[EXERCISE TEXT — start]
In southern Poland, the EU is funding the replacement of more than 500,000 polluting coal-fired stoves in households. The new boilers – which cut smog-creating pollutants – are one example of how the EU is helping to improve air quality throughout Europe.
In the EU, air pollution is responsible for around 400,000 premature deaths every year. Poor air quality can lead to lung cancer, strokes, heart attacks and acute respiratory diseases in children.
Poland’s Małopolska region, along with parts of Czechia and Slovakia, is one of Europe’s most polluted areas. Pollution is particularly heavy in winter when, to keep their homes warm, people burn coal and sometimes waste, releasing smog into the air that threatens people’s health.
Through an EU funding scheme, Poland’s Małopolska region is combating air pollution from within the household. Air quality experts and activists are making sure that homes have the guidance and means to replace outdated coal-fueled boilers with cleaner, cost-efficient heating systems. So far, 27,000 boilers have been replaced. This region-wide transition is a big step in addressing Poland’s toxic pollution levels, one which holds promise for other areas of Europe battling severe air pollution.
“In my region, air pollution counts for PLN 3 billion (around €800 million) per year in health costs. With EU funding, we’ve hired 60 clean air experts and scientists to promote the boiler replacement initiative in 55 municipalities of Poland. These ‘eco-advisors’ visit schools, community and medical centres, building momentum among residents to burn less coal and consider upgrading their boilers to ones that are less damaging to the environment. By 2023, we hope to replace all old boilers in the Małopolska region.” - Tomasz Pietrusiak (Environment department, Marshal Office of the Małopolska region).
[EXERCISE TEXT — finish]
### EXERCISE DESCRIPTION
Copy, word for word, the stretch of the air pollution text from "In the EU, air" through "diseases in children.".
[EXCERPTED DATA — start]
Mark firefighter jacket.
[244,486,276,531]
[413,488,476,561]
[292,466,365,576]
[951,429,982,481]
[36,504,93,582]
[EXCERPTED DATA — finish]
### WORKED SOLUTION
In the EU, air pollution is responsible for around 400,000 premature deaths every year. Poor air quality can lead to lung cancer, strokes, heart attacks and acute respiratory diseases in children.